• _Extrait choisi_:
____
Alexander Henderson, voir au-delà de l’objectif

La beauté échappe aux modes passagères disait Robert Doisneau, le photographe qui avait transformé la vie simple en une poésie quotidienne. C’est pour cela que l’exposition de 1951 au MOMA à New-York l’avait rendu célèbre dans le monde entier. Il estimait que saisir les gestes ordinaires de gens ordinaires dans des situations ordinaires représentait en soi une source inépuisable de beauté et d’intérêt.
Son œuvre en témoigne. Alexander Henderson pourrait être comme un de ses lointains inspirateurs. Par l’objectif de ses appareils, il voyait l’univers comme une ode à l’harmonie de tous ses éléments.    

Né dans les années mêmes où la photographie est découverte et se développe peu à peu, Henderson va lui aussi se consacrer à la vie quotidienne du Canada, celle des scènes de rue, des voyages, des marchés et des loisirs, mais également de la nature qu’il regarde avec passion, voyant dans ses manifestations les plus diverses comme des symboles du ressac de la vie et de la mort, du mystère du temps et de l’éternelle quête de l’humanité pour comprendre l’univers selon les mots de Stanley G. Triggs, qui a été conservateur au musée McCord de Montréal, un lieu qui se veut gardien du patrimoine canadien. Stanley G. Triggs est le premier biographe d’Henderson et a acquis les archives du photographe.

Appartenant à une famille fortunée écossaise, Henderson (1831-1913) arriva au Canada en 1855 avec sa jeune femme, Agnes Elder Robertson. S’initiant aux techniques de la photo, il devint comme il le disait, photographe portraitiste et paysagiste. Les fermes et les exploitations forestières, le découpage de la glace sur le fleuve Saint-Laurent, les jeux sur la patinoire de Montréal, le flottage des grumes, la construction d’un pont et la fabrication des canots en écorce dans les campements indiens, tout le spectacle des travaux et des jours furent l’occasion pour lui de rendre vivantes ces activités et d’en saisir autant l’utilité que la rareté, restituant fidèlement les gestes tout en leur ajoutant une part de grâce pour les anoblir.
____
• _Données fournies_:
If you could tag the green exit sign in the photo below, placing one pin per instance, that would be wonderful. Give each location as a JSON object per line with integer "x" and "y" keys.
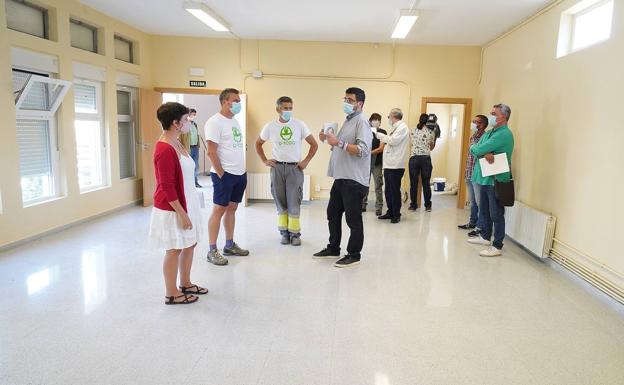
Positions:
____
• _Tâches à réaliser_:
A - Selon l'extrait sur Alexander Henderson, en quelle année le photographe est-il arrivé au Canada ?
B - Prolongez l'extrait sur Alexander Henderson à partir de sa dernière phrase.
La liste n'a aucun lien avec l'extrait sur Alexander Henderson.

• _Résultats finaux_:
A - En 1855.

B -
Les grands espaces surtout le fascinèrent, ces immensités parcourues d’est en ouest où l’homme, ramené à sa petitesse, n’en ressent pas moins sa grandeur.
L’eau des rivières, des lacs et des cascades sauvages est partout présente, de même les arbres, les rochers, la neige. Plusieurs photos mettent en évidence la dureté des conditions d’existence quand on s’enfonce dans les vastes massifs montagneux, loin des villes et de la civilisation.

Avant la fin des années 1880, la photographie n’était pas un passe-temps très répandu, car elle coûtait cher, nécessitait un équipement encombrant et exigeait de longues opérations. D’ordinaire, lorsqu’on voulait acheter une photographie pour garder un souvenir de voyage, conserver une scène que l’on aimait ou offrir un cadeau, on s’adressait donc à un photographe professionnel. Pour répondre à cette demande, Henderson exposait des photographies qui pouvaient être montées, encadrées ou placées dans des albums. En outre, il publia deux petits recueils de vues de Montréal, l’un montrant la ville en été, l’autre en hiver note Stanley G. Triggs.
Remarquable photographe, amateur confirmé de cette pratique qui se répand désormais, Henderson saura se faire reconnaître et apprécier notamment en Grande-Bretagne.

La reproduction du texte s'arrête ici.